:: LISTING ::
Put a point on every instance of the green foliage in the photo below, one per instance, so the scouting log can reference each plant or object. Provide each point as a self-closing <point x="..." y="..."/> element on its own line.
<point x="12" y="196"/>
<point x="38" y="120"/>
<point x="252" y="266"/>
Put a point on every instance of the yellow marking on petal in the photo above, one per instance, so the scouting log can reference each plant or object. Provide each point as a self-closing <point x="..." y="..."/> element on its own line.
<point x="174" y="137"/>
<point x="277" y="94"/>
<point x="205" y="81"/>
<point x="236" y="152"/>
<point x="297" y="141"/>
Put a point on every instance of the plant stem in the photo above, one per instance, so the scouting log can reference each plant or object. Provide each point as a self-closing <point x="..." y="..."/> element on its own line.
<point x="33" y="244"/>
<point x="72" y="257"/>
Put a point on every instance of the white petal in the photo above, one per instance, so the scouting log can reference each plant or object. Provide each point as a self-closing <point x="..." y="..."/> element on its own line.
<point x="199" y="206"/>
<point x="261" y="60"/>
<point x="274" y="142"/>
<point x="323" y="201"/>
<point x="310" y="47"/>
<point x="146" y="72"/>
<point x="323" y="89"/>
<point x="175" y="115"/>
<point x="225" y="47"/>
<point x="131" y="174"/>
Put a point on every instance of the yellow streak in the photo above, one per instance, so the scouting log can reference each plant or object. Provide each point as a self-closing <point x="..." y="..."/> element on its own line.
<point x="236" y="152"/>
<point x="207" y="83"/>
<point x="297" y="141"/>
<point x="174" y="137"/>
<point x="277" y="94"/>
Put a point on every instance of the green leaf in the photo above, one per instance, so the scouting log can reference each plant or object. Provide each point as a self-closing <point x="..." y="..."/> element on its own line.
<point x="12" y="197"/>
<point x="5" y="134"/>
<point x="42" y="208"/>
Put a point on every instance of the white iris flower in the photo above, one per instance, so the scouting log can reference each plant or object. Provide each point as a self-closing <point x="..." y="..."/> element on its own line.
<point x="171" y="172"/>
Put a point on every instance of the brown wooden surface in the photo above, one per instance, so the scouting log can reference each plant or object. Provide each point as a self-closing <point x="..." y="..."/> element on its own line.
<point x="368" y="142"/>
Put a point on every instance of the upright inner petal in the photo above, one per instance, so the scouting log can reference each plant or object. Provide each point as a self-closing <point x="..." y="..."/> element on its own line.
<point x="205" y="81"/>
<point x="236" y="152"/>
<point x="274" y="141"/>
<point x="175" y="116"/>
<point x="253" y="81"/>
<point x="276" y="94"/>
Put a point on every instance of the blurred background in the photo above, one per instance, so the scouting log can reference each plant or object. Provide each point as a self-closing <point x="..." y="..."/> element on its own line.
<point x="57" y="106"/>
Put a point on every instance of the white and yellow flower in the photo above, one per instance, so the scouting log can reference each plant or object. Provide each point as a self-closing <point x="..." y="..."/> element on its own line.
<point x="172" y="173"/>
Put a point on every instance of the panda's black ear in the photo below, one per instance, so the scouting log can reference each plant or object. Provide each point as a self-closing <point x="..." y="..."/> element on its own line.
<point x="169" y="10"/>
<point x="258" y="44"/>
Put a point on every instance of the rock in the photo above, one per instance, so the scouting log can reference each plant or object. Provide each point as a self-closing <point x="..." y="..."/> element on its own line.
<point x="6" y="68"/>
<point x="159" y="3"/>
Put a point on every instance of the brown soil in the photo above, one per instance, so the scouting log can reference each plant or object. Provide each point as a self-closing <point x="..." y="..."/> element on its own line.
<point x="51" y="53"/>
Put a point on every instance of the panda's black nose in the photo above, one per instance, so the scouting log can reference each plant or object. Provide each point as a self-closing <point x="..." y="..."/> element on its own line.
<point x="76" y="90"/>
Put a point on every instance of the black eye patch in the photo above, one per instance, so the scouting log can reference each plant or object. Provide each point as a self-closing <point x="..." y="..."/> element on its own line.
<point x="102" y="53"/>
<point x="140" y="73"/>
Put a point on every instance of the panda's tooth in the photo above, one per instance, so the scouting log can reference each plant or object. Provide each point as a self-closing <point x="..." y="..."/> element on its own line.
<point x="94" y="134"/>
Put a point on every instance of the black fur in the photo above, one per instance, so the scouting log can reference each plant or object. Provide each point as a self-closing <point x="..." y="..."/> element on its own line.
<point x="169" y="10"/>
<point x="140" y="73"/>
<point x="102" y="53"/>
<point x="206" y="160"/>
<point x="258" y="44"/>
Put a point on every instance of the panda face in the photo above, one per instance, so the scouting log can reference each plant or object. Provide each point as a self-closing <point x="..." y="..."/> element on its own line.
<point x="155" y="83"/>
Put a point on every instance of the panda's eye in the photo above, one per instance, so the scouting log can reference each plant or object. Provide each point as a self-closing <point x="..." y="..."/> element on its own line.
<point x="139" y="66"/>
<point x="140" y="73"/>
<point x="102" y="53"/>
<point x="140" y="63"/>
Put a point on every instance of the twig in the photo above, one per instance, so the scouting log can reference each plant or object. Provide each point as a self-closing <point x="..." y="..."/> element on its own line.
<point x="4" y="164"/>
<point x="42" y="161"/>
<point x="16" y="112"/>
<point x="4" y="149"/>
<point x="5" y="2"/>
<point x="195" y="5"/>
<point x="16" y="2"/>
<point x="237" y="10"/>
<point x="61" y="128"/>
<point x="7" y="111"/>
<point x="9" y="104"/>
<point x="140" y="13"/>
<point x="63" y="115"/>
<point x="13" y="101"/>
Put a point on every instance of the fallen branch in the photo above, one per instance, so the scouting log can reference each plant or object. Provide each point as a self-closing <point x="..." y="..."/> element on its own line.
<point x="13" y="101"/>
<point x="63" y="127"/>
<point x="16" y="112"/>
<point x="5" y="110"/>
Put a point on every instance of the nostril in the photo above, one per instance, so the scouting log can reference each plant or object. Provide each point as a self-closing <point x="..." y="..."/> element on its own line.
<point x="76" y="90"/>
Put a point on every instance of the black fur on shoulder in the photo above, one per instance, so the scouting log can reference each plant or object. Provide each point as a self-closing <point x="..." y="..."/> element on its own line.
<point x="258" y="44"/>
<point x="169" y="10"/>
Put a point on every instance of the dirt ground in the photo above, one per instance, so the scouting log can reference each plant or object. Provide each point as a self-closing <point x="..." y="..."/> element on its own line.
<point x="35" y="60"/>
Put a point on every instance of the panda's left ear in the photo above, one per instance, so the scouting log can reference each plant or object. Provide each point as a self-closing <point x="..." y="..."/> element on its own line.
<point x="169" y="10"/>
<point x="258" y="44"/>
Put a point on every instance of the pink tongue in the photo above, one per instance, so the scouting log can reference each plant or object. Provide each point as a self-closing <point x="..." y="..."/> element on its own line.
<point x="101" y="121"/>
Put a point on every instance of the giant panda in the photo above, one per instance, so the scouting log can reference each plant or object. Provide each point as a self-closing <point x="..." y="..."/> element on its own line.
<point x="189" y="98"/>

:: EXERCISE DETAILS ::
Rewrite all of the data above with each "scouting log" changed to "field notebook", leaving every other character untouched.

:: ANSWER BELOW ::
Put a point on every instance of the green foliage in the photo below, one per instance, so the field notebook can reference each plant or object. Provide each point as a self-closing <point x="..." y="..."/> element on its own line.
<point x="12" y="196"/>
<point x="38" y="120"/>
<point x="252" y="266"/>
Put a point on every instance of the yellow marking on petal in the photo above, one per instance, so the field notebook can reference each plant or object. Provide each point as a self-closing <point x="..." y="..."/> element on its own line.
<point x="174" y="137"/>
<point x="277" y="94"/>
<point x="205" y="81"/>
<point x="236" y="152"/>
<point x="297" y="141"/>
Put a point on every instance of the plant stem in the photo above, one per instance, so the field notebook can reference each plant or object. Provide each point as a self-closing <point x="..." y="..."/> element on its own line.
<point x="33" y="244"/>
<point x="72" y="257"/>
Put a point on every instance of the white petal in the photo above, one per instance, so the field notebook can reference each plant or object. Provide each point as a self-closing <point x="..." y="..."/> element on its own line.
<point x="199" y="206"/>
<point x="261" y="60"/>
<point x="274" y="142"/>
<point x="323" y="201"/>
<point x="310" y="47"/>
<point x="146" y="72"/>
<point x="323" y="89"/>
<point x="175" y="115"/>
<point x="225" y="47"/>
<point x="131" y="174"/>
Put a point on every instance of the yellow streak in the photo above, one per instance, so the field notebook can reference each plant or object. Provide each point as a self-closing <point x="..." y="..."/> element on its own line.
<point x="236" y="152"/>
<point x="207" y="83"/>
<point x="297" y="141"/>
<point x="174" y="137"/>
<point x="277" y="94"/>
Put a point on every instance of the green leaf in the photo above, one per instance, so the field notebook can reference each plant or object. Provide each point as a self-closing <point x="..." y="..."/> element on its own line.
<point x="12" y="197"/>
<point x="5" y="134"/>
<point x="42" y="208"/>
Put a point on every instance of the white iris flower in the photo above, one per instance, so the field notebook can reference each plant or object. Provide each point as a self-closing <point x="..." y="..."/> element on its own line.
<point x="171" y="172"/>
Put a point on every instance of the brown wooden surface in the photo above, one per instance, so the field notebook can reference each plant or object. Provide each point as a self-closing <point x="..." y="..."/> element on its own line.
<point x="368" y="142"/>
Put a point on every instance of the upright inner petal in the photo above, one per instance, so the field notebook can reference each plant or object. Provide each point as a self-closing <point x="..." y="..."/> element on its own line.
<point x="205" y="81"/>
<point x="236" y="152"/>
<point x="274" y="141"/>
<point x="175" y="116"/>
<point x="253" y="81"/>
<point x="276" y="94"/>
Put a point on every instance of the blurred background in the photo above, one per instance, so the field notebook can reference each plant or object. Provide each point as a self-closing <point x="..." y="..."/> element on its own line.
<point x="57" y="106"/>
Put a point on every instance of the white and yellow flower in the photo above, one per instance, so the field notebook can reference each plant or object. Provide each point as a self-closing <point x="..." y="..."/> element on its own line.
<point x="172" y="173"/>
Put a point on every instance of the panda's black ear in the photo below, one per instance, so the field notebook can reference each plant or object. Provide each point as a self-closing <point x="..." y="..."/> element on its own line.
<point x="169" y="10"/>
<point x="258" y="44"/>
Put a point on every instance of the rock in the photo above, one per instance, so the field notebook can reference each plant or object. Provide each point as a self-closing <point x="..." y="..."/> element on its own line.
<point x="6" y="68"/>
<point x="159" y="3"/>
Put a point on every instance of the brown soil in the photo above, one per instance, so the field notebook can reference each plant or object. Provide each point as a self-closing <point x="..." y="..."/> element on its own line.
<point x="51" y="53"/>
Put a point on every instance of the panda's black nose in the photo above, one per instance, so the field notebook can reference each plant or object. Provide each point as a self-closing <point x="..." y="..."/> element on its own line.
<point x="76" y="90"/>
Put a point on every instance of the black eye patch in the photo above, one per instance, so the field notebook can reference each plant or object. Provide each point as a self-closing <point x="..." y="..."/> element on its own line.
<point x="102" y="53"/>
<point x="140" y="73"/>
Put a point on every instance of the panda's tooth in the photo above, one per instance, so the field notebook can reference each plant or object. Provide each point as a self-closing <point x="..." y="..."/> element on its own line.
<point x="94" y="134"/>
Put a point on every instance of the black fur in the photo above, one per instance, so the field notebook can reference each plant or object. Provide each point as a self-closing <point x="..." y="..."/> element on its own line.
<point x="169" y="10"/>
<point x="140" y="73"/>
<point x="102" y="53"/>
<point x="206" y="160"/>
<point x="258" y="44"/>
Put a point on every instance of the panda face in the photo above, one per instance, so the field notebook can reference each plant or object. Provide each point as a self-closing <point x="..." y="..."/> element on its own line.
<point x="155" y="83"/>
Put a point on every instance of the panda's eye in the photo above, one per instance, so the field notebook can reference each plant or object. Provide each point as a self-closing <point x="..." y="..."/> element on its own line.
<point x="139" y="66"/>
<point x="140" y="73"/>
<point x="102" y="53"/>
<point x="140" y="63"/>
Put a point on every instance of the twig in the photo above, one per instance, so the field notebook can reference each plant or object. Provide each point as a self-closing <point x="..." y="..."/> element on its own line.
<point x="4" y="164"/>
<point x="42" y="161"/>
<point x="16" y="112"/>
<point x="4" y="149"/>
<point x="5" y="2"/>
<point x="195" y="5"/>
<point x="16" y="2"/>
<point x="237" y="10"/>
<point x="61" y="128"/>
<point x="7" y="111"/>
<point x="9" y="104"/>
<point x="140" y="13"/>
<point x="63" y="115"/>
<point x="13" y="101"/>
Put a point on every instance of the fallen branch in the photo above, one per instance, so the field notebook can reference each plant or object. Provide each point as a self-closing <point x="..." y="..."/> element on its own line.
<point x="13" y="101"/>
<point x="63" y="127"/>
<point x="16" y="112"/>
<point x="5" y="110"/>
Put a point on every instance of the nostril in the photo above, one per instance, so the field notebook can reference each plant or object. Provide each point as a self-closing <point x="..." y="..."/> element on its own line.
<point x="76" y="90"/>
Put a point on every instance of the black fur on shoulder in the photo above, one per instance, so the field notebook can reference each plant or object. Provide each point as a self-closing <point x="..." y="..."/> element on its own line.
<point x="258" y="44"/>
<point x="169" y="10"/>
Put a point on every instance of the dirt ground in the photo above, one per instance, so the field notebook can reference each plant or object. Provide each point as a self-closing <point x="..." y="..."/> element on its own line.
<point x="35" y="60"/>
Put a point on every instance of the panda's left ear in the photo above, one per instance, so the field notebook can reference each plant or object. Provide each point as a self-closing <point x="..." y="..."/> element on its own line.
<point x="169" y="10"/>
<point x="258" y="44"/>
Put a point on every instance of the pink tongue in the photo above, one per instance, so the field notebook can reference each plant or object. Provide each point as a self-closing <point x="..." y="..."/> element on its own line.
<point x="101" y="121"/>
Put a point on every instance of the giant panda in the photo above, one per instance, so the field notebook can reference each plant or object. Provide each point as a self-closing <point x="..." y="..."/> element on its own line.
<point x="189" y="98"/>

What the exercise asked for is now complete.